Picture annotation entries:
----------
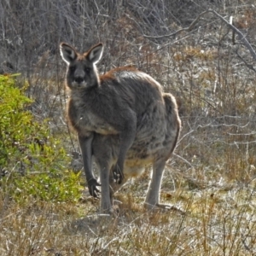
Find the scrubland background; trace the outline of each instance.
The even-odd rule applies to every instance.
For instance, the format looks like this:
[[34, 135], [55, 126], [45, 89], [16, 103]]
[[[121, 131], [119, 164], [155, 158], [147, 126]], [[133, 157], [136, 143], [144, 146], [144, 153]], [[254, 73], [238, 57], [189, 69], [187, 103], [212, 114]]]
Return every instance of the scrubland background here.
[[[256, 254], [255, 60], [212, 13], [198, 18], [210, 9], [256, 48], [254, 0], [0, 1], [0, 89], [14, 87], [0, 95], [1, 255]], [[66, 121], [61, 42], [102, 42], [102, 73], [131, 65], [177, 97], [160, 198], [186, 214], [143, 208], [148, 170], [117, 194], [119, 217], [97, 215]]]

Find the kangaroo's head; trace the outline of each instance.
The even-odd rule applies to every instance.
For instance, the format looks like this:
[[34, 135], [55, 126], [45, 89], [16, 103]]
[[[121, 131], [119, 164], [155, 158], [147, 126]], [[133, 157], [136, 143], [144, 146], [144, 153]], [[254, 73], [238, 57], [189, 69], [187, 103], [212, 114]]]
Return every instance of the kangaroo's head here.
[[84, 54], [78, 53], [73, 47], [61, 43], [61, 55], [67, 64], [67, 85], [71, 90], [96, 86], [99, 75], [96, 64], [101, 60], [102, 44], [98, 44]]

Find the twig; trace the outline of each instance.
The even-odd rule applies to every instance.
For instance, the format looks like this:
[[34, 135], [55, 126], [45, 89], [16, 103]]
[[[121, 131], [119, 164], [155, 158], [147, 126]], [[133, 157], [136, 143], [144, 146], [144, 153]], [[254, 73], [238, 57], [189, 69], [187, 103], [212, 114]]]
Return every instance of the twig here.
[[[223, 22], [224, 22], [233, 32], [236, 32], [238, 34], [239, 39], [244, 44], [244, 45], [248, 49], [248, 50], [250, 51], [250, 54], [253, 57], [253, 59], [256, 61], [256, 53], [252, 46], [252, 44], [247, 41], [247, 39], [246, 38], [246, 37], [243, 35], [243, 33], [237, 29], [234, 25], [232, 25], [232, 21], [229, 22], [227, 20], [225, 20], [222, 15], [220, 15], [218, 13], [217, 13], [215, 10], [213, 9], [208, 9], [207, 11], [204, 11], [202, 13], [201, 13], [195, 20], [194, 21], [190, 24], [189, 26], [185, 27], [185, 28], [182, 28], [179, 29], [177, 31], [176, 31], [175, 32], [172, 32], [171, 34], [168, 35], [163, 35], [163, 36], [157, 36], [157, 37], [154, 37], [154, 36], [148, 36], [148, 35], [145, 35], [143, 34], [144, 38], [168, 38], [168, 37], [172, 37], [175, 36], [178, 33], [180, 33], [183, 31], [191, 31], [194, 26], [195, 26], [196, 23], [198, 23], [198, 21], [200, 20], [201, 17], [203, 16], [204, 15], [207, 14], [207, 13], [212, 13], [215, 16], [217, 16], [218, 19], [220, 19]], [[141, 28], [140, 28], [141, 29]], [[234, 36], [233, 36], [234, 37]], [[247, 65], [247, 67], [252, 70], [254, 70], [253, 67], [252, 67], [251, 65], [247, 65], [246, 63], [246, 61], [241, 58], [241, 60], [245, 62], [245, 64]]]
[[180, 33], [180, 32], [183, 32], [183, 31], [188, 31], [188, 32], [189, 32], [189, 31], [191, 31], [191, 30], [194, 28], [195, 25], [200, 20], [200, 18], [201, 18], [202, 15], [204, 15], [206, 13], [207, 13], [207, 12], [208, 12], [208, 11], [205, 11], [205, 12], [202, 12], [201, 14], [200, 14], [200, 15], [194, 20], [194, 21], [190, 24], [189, 26], [185, 27], [185, 28], [181, 28], [181, 29], [179, 29], [179, 30], [177, 30], [177, 31], [176, 31], [175, 32], [172, 32], [172, 33], [171, 33], [171, 34], [168, 34], [168, 35], [163, 35], [163, 36], [154, 36], [154, 36], [148, 36], [148, 35], [143, 34], [143, 37], [144, 37], [144, 38], [169, 38], [169, 37], [176, 36], [177, 34]]

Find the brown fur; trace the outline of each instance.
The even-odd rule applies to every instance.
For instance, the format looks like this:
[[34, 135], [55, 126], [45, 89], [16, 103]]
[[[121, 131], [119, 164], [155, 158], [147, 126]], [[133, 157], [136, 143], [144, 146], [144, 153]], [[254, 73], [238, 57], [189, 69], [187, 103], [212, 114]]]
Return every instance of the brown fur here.
[[179, 135], [175, 98], [132, 67], [118, 67], [99, 76], [95, 64], [102, 52], [101, 44], [83, 55], [61, 44], [68, 64], [67, 114], [79, 135], [90, 193], [96, 196], [99, 185], [91, 171], [91, 156], [100, 170], [102, 211], [111, 211], [110, 194], [152, 164], [145, 204], [148, 208], [166, 207], [159, 204], [159, 192], [166, 161]]

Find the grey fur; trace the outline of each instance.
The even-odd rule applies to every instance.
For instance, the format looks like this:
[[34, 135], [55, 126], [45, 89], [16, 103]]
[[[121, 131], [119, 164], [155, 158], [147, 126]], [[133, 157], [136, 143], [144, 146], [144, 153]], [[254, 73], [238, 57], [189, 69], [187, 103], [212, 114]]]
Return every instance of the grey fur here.
[[92, 156], [100, 170], [102, 212], [111, 212], [113, 194], [128, 178], [152, 164], [145, 206], [166, 207], [159, 203], [161, 178], [181, 125], [175, 98], [135, 68], [118, 67], [99, 76], [95, 64], [102, 53], [102, 44], [83, 55], [61, 44], [68, 66], [67, 115], [78, 132], [90, 193], [96, 196], [99, 191]]

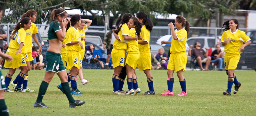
----------
- _What you have to do_
Please state how many of the lines above contain the string "kangaroo", with case counting, and give only the number.

- _Solution to the exercise_
2